Complete o seguinte.
1. Como fica em inglês esta frase do excerto: «Escrever um livro tendo como público-alvo crianças dos 4 aos 8 anos, com o objectivo de as levar a aceitar uma alimentação saudável, fazia parte do projecto.»?
2. Reproduza textualmente o trecho do excerto que começa nas palavras "E neste caso, a" e termina depois de "etário em causa.".

Excerto fornecido.
Já estavam adormecidos e recatados, mas, neste caso, vieram desafiar-me a mim e a eles. E, quando a participação me entusiasma, singela que seja, não a recuso. E, aceitei-a com entusiasmo.
Partiu de Paulo Trincão, na altura, Professor da UA., que tinha em mãos um projecto financiado pelo programa COMPETE-QREN, que tinha a ver com a acção «Biodiversidade nos Supermercados».
Escrever um livro tendo como público-alvo crianças dos 4 aos 8 anos, com o objectivo de as levar a aceitar uma alimentação saudável, fazia parte do projecto.
 

E neste caso, a história dos talheres do Titanic, os da «estrelinha» no cabo, ajudariam com a sua magia a convencer a menina, a comer peixinho cozido acompanhado de batata e couve-flor. E enloilada pela história, o prato ficou rapadinho e muitos conceitos apreendidos.
E onde entro eu? – exactamente no final. Os autores deste livro infantil, Paulo Trincão (texto) e Cristiana Sampaio (ilustração) vieram a saber que uma das donas de colheres do Titanic era uma pessoa conhecida e amiga.
O Prof. Paulo Trincão também quis quebrar a tal magia, ver as colheres, fotografá-las e pedir-me se eu contava em linguagem infantil, tudo quanto sabia acerca delas e o que tinha feito mais para as tentar identificar. E mais uma vez, a história aqui vai, um pouco mais ficcionada, visto que se destina ao nível etário em causa.

Linhas.

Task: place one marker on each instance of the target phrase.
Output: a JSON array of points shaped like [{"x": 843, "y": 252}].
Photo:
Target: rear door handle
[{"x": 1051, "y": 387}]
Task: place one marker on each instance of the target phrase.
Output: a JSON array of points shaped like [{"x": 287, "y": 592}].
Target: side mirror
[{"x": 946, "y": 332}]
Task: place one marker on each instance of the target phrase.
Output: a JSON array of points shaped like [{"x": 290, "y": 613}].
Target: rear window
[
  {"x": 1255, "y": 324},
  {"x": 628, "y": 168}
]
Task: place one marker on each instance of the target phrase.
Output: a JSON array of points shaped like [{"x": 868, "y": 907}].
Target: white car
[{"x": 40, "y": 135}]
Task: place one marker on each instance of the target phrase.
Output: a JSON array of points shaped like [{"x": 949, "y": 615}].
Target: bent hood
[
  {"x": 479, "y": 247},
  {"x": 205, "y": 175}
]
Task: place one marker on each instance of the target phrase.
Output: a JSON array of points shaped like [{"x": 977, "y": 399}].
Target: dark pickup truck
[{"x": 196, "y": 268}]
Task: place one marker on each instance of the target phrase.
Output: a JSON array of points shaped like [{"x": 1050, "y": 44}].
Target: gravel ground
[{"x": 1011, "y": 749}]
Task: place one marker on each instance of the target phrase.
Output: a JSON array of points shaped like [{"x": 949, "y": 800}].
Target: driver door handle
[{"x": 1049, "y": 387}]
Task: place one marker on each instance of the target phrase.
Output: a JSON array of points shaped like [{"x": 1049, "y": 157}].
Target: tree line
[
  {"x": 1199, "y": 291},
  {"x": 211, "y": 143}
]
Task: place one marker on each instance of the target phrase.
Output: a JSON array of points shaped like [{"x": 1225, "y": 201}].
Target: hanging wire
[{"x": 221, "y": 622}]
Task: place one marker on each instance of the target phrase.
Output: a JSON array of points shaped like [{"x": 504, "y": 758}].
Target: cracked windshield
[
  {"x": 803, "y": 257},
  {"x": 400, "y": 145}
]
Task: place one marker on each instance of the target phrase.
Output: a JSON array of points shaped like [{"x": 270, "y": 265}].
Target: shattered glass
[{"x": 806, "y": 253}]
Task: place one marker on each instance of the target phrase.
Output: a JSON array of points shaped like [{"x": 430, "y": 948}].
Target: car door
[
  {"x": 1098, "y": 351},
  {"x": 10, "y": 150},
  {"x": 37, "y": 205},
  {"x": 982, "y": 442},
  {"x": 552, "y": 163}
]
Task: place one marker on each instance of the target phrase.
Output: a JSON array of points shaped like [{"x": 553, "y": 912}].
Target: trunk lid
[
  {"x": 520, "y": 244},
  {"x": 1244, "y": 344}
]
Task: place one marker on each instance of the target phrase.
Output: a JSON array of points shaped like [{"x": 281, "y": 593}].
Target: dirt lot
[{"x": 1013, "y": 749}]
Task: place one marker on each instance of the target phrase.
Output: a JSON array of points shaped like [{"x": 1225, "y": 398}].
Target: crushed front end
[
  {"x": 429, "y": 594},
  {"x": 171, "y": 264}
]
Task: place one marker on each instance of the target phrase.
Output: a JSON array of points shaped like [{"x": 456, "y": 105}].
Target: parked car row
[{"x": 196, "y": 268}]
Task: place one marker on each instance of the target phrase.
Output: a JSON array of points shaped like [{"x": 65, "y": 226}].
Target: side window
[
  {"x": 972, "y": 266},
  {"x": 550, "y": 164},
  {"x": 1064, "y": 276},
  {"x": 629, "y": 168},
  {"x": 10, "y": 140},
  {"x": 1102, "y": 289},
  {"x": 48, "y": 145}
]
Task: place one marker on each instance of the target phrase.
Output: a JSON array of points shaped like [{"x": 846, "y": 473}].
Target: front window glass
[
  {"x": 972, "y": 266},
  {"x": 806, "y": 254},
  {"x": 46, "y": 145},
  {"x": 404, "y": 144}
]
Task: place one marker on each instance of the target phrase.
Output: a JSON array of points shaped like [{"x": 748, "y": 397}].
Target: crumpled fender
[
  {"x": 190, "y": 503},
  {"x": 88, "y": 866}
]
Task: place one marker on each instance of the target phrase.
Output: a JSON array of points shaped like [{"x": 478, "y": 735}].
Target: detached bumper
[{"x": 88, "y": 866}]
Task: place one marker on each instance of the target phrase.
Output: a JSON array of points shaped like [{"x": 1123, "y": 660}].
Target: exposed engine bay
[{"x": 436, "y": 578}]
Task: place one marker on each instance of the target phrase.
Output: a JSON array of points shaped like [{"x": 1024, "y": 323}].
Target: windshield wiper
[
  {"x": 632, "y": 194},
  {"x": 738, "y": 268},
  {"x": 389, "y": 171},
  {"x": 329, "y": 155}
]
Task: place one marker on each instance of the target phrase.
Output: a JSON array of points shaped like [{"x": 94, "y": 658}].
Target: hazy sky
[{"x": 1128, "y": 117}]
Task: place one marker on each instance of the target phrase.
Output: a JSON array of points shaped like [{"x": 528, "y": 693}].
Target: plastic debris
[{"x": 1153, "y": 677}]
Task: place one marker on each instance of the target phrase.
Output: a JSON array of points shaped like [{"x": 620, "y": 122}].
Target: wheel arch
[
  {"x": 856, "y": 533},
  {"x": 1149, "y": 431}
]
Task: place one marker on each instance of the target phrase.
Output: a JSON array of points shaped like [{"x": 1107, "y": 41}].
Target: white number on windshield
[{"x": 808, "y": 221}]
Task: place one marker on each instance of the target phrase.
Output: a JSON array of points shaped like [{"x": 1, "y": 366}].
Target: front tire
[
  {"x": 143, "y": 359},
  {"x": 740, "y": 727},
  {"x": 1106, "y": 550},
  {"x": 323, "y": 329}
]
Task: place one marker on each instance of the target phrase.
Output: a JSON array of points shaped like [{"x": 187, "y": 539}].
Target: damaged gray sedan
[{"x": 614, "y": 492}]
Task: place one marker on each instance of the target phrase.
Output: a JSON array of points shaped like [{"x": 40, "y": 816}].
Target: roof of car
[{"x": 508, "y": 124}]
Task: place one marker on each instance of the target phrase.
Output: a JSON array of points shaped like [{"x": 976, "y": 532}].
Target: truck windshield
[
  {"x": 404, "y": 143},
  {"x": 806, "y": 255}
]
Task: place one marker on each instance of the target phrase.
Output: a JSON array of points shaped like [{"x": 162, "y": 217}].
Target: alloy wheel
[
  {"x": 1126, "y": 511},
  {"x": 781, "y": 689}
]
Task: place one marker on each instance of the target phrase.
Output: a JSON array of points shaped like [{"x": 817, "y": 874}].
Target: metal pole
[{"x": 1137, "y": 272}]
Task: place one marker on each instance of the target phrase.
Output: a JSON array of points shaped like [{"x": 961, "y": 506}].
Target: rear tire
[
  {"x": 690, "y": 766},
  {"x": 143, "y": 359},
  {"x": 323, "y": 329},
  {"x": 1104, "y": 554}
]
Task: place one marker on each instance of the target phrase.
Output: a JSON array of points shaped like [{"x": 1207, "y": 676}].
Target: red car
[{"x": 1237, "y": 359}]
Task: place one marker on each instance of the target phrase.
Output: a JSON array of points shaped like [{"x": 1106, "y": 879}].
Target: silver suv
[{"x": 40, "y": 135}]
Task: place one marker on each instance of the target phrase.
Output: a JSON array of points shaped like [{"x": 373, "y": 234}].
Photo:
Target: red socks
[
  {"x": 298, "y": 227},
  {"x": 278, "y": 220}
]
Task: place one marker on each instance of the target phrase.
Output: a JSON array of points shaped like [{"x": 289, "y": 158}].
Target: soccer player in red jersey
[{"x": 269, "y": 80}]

Respostas por tarefa.
1. Writing a book aimed at children aged 4 to 8, with the goal of getting them to accept a healthy diet, was part of the project.

2.
E neste caso, a história dos talheres do Titanic, os da «estrelinha» no cabo, ajudariam com a sua magia a convencer a menina, a comer peixinho cozido acompanhado de batata e couve-flor. E enloilada pela história, o prato ficou rapadinho e muitos conceitos apreendidos.
E onde entro eu? – exactamente no final. Os autores deste livro infantil, Paulo Trincão (texto) e Cristiana Sampaio (ilustração) vieram a saber que uma das donas de colheres do Titanic era uma pessoa conhecida e amiga.
O Prof. Paulo Trincão também quis quebrar a tal magia, ver as colheres, fotografá-las e pedir-me se eu contava em linguagem infantil, tudo quanto sabia acerca delas e o que tinha feito mais para as tentar identificar. E mais uma vez, a história aqui vai, um pouco mais ficcionada, visto que se destina ao nível etário em causa.